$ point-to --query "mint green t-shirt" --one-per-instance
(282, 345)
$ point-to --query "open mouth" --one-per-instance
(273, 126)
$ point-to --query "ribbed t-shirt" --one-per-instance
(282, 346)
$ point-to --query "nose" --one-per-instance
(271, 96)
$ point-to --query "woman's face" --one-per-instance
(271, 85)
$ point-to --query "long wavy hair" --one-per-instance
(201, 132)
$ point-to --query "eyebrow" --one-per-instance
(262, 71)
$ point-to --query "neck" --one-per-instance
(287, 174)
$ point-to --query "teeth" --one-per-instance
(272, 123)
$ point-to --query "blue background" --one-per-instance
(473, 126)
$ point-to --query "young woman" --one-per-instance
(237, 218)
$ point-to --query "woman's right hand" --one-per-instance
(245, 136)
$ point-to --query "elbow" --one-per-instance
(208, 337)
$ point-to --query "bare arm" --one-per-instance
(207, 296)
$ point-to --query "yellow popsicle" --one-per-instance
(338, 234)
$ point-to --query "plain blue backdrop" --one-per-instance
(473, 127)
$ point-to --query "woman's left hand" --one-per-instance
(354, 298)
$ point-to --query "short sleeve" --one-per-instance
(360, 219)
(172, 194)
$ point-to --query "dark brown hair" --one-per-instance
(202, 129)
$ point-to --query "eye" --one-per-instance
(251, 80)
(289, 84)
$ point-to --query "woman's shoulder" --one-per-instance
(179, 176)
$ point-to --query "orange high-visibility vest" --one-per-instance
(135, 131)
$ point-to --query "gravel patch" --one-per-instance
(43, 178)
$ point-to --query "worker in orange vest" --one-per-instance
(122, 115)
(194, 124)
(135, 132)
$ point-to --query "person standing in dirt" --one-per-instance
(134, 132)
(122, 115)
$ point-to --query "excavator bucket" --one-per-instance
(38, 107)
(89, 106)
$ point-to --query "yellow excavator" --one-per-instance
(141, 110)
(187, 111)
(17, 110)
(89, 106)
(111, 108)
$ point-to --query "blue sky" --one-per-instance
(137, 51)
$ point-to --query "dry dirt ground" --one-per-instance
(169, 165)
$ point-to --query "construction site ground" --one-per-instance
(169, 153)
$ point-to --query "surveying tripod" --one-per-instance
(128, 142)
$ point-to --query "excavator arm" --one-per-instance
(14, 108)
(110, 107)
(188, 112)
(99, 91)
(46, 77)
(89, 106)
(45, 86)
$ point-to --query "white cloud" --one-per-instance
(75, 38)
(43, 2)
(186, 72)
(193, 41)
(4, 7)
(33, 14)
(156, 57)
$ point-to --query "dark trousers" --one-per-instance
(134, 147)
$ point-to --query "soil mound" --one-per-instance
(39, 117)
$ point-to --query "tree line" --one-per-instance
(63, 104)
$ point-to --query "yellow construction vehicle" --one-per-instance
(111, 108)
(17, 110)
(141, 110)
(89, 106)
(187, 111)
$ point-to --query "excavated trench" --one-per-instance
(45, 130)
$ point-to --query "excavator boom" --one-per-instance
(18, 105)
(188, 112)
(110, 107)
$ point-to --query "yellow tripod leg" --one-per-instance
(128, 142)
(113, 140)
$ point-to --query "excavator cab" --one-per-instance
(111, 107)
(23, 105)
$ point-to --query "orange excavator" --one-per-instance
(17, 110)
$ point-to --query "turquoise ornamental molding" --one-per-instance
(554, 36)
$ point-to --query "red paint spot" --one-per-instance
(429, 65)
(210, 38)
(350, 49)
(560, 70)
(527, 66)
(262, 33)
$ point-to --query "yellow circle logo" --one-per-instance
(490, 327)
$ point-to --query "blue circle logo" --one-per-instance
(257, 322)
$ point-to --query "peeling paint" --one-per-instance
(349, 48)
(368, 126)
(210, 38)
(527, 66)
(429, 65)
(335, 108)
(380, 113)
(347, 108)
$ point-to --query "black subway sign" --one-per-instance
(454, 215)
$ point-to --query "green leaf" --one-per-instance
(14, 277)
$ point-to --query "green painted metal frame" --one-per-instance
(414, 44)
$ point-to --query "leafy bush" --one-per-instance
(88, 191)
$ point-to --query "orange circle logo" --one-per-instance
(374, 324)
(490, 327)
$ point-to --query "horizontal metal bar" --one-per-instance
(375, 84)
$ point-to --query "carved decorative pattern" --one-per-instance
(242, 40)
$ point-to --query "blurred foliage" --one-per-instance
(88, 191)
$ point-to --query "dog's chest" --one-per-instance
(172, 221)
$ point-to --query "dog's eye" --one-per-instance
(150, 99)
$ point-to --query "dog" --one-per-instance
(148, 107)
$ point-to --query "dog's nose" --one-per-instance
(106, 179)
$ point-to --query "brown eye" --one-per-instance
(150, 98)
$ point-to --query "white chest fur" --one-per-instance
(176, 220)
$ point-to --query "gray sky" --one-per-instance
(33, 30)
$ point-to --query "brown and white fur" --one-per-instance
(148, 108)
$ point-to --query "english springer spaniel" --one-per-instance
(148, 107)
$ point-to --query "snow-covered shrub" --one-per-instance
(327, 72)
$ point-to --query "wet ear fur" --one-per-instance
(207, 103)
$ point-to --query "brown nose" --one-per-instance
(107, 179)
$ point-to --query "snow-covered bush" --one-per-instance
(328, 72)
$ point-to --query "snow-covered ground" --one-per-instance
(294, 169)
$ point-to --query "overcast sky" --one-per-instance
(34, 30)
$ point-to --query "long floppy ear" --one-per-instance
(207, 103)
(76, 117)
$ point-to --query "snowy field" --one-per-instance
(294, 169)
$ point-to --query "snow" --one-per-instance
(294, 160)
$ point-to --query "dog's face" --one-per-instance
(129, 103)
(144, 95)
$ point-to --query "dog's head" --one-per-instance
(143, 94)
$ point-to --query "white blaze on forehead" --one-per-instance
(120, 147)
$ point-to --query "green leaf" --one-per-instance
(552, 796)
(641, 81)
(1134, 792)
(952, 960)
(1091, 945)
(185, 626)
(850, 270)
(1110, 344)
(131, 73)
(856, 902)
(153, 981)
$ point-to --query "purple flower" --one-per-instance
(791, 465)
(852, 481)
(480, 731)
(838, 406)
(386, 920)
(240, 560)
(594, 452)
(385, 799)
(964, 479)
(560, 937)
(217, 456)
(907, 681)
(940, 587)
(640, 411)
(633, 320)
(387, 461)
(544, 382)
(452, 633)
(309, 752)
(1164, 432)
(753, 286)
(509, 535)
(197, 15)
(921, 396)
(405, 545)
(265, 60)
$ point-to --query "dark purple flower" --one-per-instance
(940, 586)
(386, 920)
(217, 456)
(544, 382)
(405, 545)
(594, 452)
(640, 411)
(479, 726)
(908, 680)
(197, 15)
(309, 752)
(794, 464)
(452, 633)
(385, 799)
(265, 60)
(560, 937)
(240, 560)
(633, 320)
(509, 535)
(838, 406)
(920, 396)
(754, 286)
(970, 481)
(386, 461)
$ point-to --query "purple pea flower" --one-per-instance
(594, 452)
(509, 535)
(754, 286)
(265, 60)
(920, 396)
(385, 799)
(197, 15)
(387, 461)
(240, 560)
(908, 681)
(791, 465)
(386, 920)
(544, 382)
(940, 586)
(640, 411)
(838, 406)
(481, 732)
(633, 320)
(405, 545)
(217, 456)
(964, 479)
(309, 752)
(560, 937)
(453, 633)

> **Given instruction**
Please count how many lines in the material above contain the string "green" and give only that number.

> **The reply**
4